(Recorded data)
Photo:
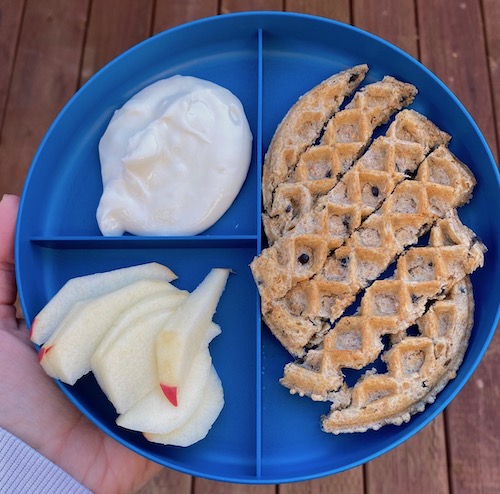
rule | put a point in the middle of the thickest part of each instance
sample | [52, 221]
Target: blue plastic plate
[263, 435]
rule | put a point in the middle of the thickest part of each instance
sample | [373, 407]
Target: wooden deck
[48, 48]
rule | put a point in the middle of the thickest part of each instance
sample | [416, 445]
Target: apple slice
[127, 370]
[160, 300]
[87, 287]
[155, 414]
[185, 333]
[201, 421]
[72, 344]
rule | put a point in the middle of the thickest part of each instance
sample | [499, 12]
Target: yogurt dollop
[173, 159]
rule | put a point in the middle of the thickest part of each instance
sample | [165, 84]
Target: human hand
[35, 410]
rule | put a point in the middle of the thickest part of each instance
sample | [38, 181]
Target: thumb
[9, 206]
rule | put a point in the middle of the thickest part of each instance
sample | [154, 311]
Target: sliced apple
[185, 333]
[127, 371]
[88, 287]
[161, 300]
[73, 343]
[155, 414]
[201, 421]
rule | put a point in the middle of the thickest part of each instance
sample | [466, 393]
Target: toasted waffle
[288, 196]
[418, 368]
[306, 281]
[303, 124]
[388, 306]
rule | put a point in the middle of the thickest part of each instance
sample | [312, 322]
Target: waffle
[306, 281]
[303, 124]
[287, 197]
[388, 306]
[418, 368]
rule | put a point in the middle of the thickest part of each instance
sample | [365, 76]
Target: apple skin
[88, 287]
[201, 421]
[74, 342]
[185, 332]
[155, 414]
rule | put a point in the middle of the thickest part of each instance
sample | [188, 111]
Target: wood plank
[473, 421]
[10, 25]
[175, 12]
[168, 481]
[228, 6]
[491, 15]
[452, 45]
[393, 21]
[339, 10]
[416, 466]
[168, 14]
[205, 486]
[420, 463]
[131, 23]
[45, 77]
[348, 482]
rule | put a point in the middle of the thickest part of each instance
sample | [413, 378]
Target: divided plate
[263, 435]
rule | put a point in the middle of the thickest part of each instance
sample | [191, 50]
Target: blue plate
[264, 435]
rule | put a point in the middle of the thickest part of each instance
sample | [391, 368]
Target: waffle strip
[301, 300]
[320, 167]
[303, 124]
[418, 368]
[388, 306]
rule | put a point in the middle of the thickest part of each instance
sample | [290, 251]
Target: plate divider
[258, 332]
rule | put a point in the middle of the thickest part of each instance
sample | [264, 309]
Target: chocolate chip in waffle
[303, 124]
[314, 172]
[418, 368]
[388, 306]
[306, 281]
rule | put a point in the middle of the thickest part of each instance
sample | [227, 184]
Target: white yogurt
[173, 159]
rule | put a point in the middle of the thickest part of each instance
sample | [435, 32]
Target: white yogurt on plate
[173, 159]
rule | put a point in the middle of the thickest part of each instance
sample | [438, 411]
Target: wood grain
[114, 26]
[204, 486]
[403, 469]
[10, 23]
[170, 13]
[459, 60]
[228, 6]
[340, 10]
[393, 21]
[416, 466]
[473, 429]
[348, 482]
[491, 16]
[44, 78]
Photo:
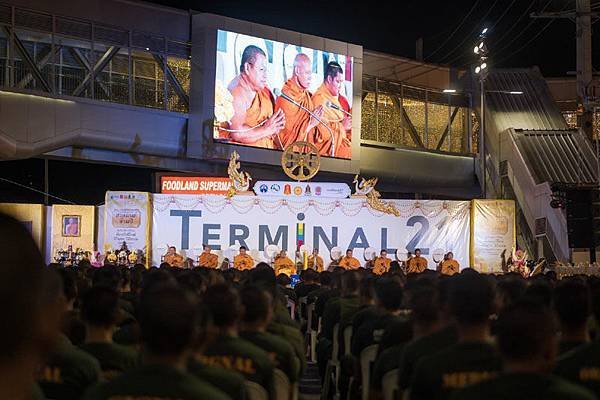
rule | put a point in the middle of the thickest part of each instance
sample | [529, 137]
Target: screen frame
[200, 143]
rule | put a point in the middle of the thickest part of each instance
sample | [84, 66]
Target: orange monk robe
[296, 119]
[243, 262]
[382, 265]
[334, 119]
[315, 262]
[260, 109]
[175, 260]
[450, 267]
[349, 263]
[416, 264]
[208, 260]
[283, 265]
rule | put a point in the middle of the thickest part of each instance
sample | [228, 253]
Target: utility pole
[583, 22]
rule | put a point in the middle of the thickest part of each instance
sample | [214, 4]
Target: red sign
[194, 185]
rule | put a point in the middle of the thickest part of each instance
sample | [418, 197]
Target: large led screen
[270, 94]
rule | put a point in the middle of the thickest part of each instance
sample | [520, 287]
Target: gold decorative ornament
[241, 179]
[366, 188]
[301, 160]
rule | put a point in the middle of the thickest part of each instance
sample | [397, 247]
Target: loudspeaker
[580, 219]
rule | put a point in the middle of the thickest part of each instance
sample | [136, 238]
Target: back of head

TASK ITEM: Give back every entry word for word, and drop the pictures as you go.

COMPLETED EXERCISE:
Photo:
rule | put a point in the middle of the thickest part of each instance
sample | [52, 221]
Target: blue plastic plate
[263, 435]
rule | put a point in the middle of the thickest part of each instance
sample | [373, 407]
Target: wooden deck
[48, 48]
rule | put a point in the middle of the thickest part of each instance
sample | [416, 445]
Target: apple slice
[127, 370]
[160, 300]
[87, 287]
[155, 414]
[185, 333]
[201, 421]
[72, 344]
rule | put a point in the middle of the thickest part of each instance
sample | [499, 12]
Target: yogurt dollop
[173, 159]
rule | put a point in the middle of the thickest part of each instance
sample | [165, 84]
Target: human hand
[35, 410]
rule | put a point in the middle of the thickest part of each instance
sample | [38, 181]
Target: thumb
[9, 206]
rule | put a point in the middle of the thickest part of each instance
sample | [154, 311]
Target: sliced apple
[185, 333]
[127, 371]
[88, 287]
[161, 300]
[73, 343]
[155, 414]
[201, 421]
rule | put a point in the middle of the thickest part of each instance
sample | [466, 393]
Target: toasted waffle
[288, 196]
[418, 368]
[306, 281]
[303, 124]
[388, 306]
rule | put a point in the middle of the thickest part of each instance
sample | [312, 322]
Target: waffle
[306, 281]
[303, 124]
[287, 197]
[388, 306]
[418, 368]
rule | put a point in the middle of the thickest part of each instance
sample | [365, 76]
Target: apple skin
[88, 287]
[201, 421]
[74, 342]
[185, 332]
[155, 414]
rule | put a point in the middle of the thickest part of each instance
sample | [188, 111]
Target: wood plank
[473, 421]
[10, 25]
[175, 12]
[168, 481]
[228, 6]
[491, 15]
[452, 45]
[393, 21]
[339, 10]
[416, 466]
[168, 14]
[205, 486]
[420, 463]
[131, 23]
[45, 77]
[348, 482]
rule | put a point in the middle of the thickest part of each instance
sample | [413, 378]
Target: divided plate
[263, 435]
rule | put a point in the middle of the thickest part of each instance
sample | [191, 50]
Target: blue plate
[264, 435]
rule | put a point in the middle of the thickest part of each instance
sample | [391, 368]
Target: waffle strip
[301, 300]
[320, 167]
[303, 124]
[418, 368]
[388, 306]
rule | put a point in the middle of the thickest part of each instance
sample | [290, 251]
Target: plate divider
[258, 332]
rule | put a point in the middle of the thickest part of each instance
sample | [264, 309]
Target: chocolate chip in waffle
[303, 124]
[314, 172]
[418, 368]
[388, 306]
[306, 281]
rule | put a point in the middle of the thickest part of each instance
sample | [227, 184]
Target: white yogurt
[173, 159]
rule | put a point in the middle of the thickest part of each instance
sample | [435, 32]
Target: white yogurt on plate
[173, 159]
rule | put a point in the middle of the thickest part of each instance
sample | [438, 411]
Target: wood grain
[114, 26]
[204, 486]
[403, 469]
[10, 23]
[170, 13]
[459, 60]
[228, 6]
[340, 10]
[393, 21]
[416, 466]
[473, 429]
[348, 482]
[491, 16]
[44, 78]
Photo:
rule | put a point in the middle of the thickest part of each instance
sample | [529, 137]
Target: screen frame
[200, 143]
rule | put a point in the middle of the thickest part of each instance
sample | [84, 66]
Target: orange monk robe
[296, 119]
[243, 262]
[382, 265]
[334, 119]
[315, 262]
[260, 109]
[175, 260]
[450, 267]
[349, 263]
[416, 264]
[208, 260]
[283, 265]
rule | put a point in the middle of the thickest part of each instance
sample | [228, 253]
Target: utility pole
[583, 22]
rule | put a point in the middle of the thickest part of each instance
sample | [214, 4]
Target: red sign
[194, 185]
rule | put a point in the middle of the thickest part of each instance
sample | [418, 197]
Target: large led screen
[270, 94]
rule | put a point in the middle of the thickest part of each instance
sample | [520, 287]
Target: gold decorative ornament
[241, 179]
[366, 188]
[301, 160]
rule | put a point in the middle of the thickest part of each instance
sample | [397, 247]
Target: loudspeaker
[580, 219]
rule | put a point in the middle of the thickest part of each instance
sample | [136, 238]
Target: back of head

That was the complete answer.